Google and other search engines have been developing new search algorithms on a continuous basis. Every time a news search algorithm is launched web marketers are acting like Chicken Little, screaming to all who will listen that the sky is falling.
What anyone developing a linking strategy, or who is already committed to one needs to realize is, little changes if you’re playing by the rules.
SEO Linking Strategy Myths
The fundamentals of search engine optimization are based on gaining back links, often called inbound links, and the relevance of the page content to the linked to page or website. This is unlikely to change any time soon. What is constantly changing is the process of assigning ranking.
Back links are so important because when search engine bots visit a page and find links to other websites, it’s assumed the other websites are an authoritative source for whatever topic the content refers to. This is especially applicable if the link is a textual link that’s comprised of a relevant keyword or keyword phrase, known as an anchor link.
What has changed is the level of efficiency Google and other search engines have attained at identifying abuses used to manipulate page ranking based on authority. Abuses that previously worked are now detected and the offending websites penalized, sometimes even banned completely. Such abuses, known as black hat SEO, include techniques such as keyword stuffing, blind text, keyword spamming, purchasing back links, link lists, participation in link exchanges, etc.
What remains the same is that back links placed on relevant pages, especially it they are anchor links using relevant keywords or keyword phrases, are still the best method there is to earn a decent page ranking. Therefore, a key component of any linking strategy has to be getting back link… but the right back links.
Another factor that did not change with the introduction of the new search algorithms is that “content is king”. In fact, content being king is now more of a critical factor then ever before.

(Dataset items)
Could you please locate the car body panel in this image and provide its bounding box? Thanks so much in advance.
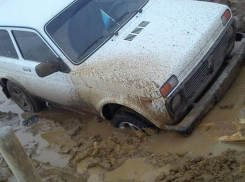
[0,0,234,128]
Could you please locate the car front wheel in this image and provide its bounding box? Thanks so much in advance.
[112,109,158,135]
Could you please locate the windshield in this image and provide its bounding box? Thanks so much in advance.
[46,0,148,64]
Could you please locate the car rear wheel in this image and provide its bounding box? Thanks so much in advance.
[7,81,45,112]
[112,109,158,135]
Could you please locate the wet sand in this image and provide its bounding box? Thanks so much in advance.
[0,66,245,182]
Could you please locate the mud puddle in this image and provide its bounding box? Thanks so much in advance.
[0,66,245,182]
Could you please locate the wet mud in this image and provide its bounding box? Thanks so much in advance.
[0,0,245,179]
[0,61,245,182]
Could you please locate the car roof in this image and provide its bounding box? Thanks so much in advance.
[0,0,74,29]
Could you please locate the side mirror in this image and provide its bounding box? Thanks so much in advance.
[35,61,61,77]
[35,59,71,77]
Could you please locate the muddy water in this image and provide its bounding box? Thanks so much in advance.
[0,64,245,182]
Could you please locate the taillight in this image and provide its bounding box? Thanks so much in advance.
[221,9,231,26]
[160,76,179,98]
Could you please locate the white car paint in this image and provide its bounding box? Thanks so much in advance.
[0,0,234,128]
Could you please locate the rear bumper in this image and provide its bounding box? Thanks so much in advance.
[164,43,245,135]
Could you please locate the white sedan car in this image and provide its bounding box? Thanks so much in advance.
[0,0,244,134]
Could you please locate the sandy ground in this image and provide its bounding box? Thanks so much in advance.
[0,60,245,182]
[0,0,245,182]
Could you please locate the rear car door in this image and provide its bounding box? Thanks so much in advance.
[0,27,28,87]
[11,28,80,106]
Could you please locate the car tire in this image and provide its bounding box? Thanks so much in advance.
[7,81,46,113]
[112,108,158,135]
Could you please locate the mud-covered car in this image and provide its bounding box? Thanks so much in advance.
[0,0,244,134]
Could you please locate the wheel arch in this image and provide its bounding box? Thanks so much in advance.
[0,78,11,99]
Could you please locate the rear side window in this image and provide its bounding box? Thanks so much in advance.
[12,30,57,62]
[0,30,18,59]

▶ **What this exercise asks**
A. Report each line of the entries that contains the word "wheel".
B. Pick up the SEO article after its last sentence and continue it.
The SEO article and the entries come from separate, unrelated sources.

▶ **Outputs for the tasks**
A.
Could you please locate the car front wheel in this image and provide its bounding box? Thanks so much in advance.
Could you please locate the car rear wheel in this image and provide its bounding box? Thanks so much in advance.
Could you please locate the wheel arch in this image and provide its bounding box? Thanks so much in advance.

B.
The new generation of search algorithms identify swallow content websites and those comprised of duplicated content and punish them by reducing page rank or dropping them from the data base completely. Also, the same downgraded or penalizing suffered by the offending website often carries over to sites with outgoing links.
Develop A White Hat SEO Linking Strategy
SEO is vital to earning organic search engine traffic. Plus, to realize any traffic from search engines your listing need to be high in the search results, so naturally people use every trick imaginable to improve the optimization of their web pages. Many give in to temptation and cheat by using what Google and other search engines consider unacceptable practices, referred to as black hat SEO.
Here are some ways to enhance your website’s PR (Page Rank) and SERP (Search Engine Result Page) using back links as part of an overall, white hat linking strategy.
Improve Your Page Rank
Page Rank is the single, most important factor effecting your SERP, regardless of what SEO practitioners are saying to the contrary.
Google’s Matt Cutts is the undisputed authority on improving PR and SERP placement. He says the easiest way to get your internal pages out of Google’s supplemental index and appear in relevant search results is to earn PR for those pages. You can take it on faith that if Matt Cutts says it is so, it is as far as Google is concerned.
So, just as it always was, Google Page Rank is still relevant. Also, just as it has always been, the best way to earn a higher page rank is to get back links from sites with high PR.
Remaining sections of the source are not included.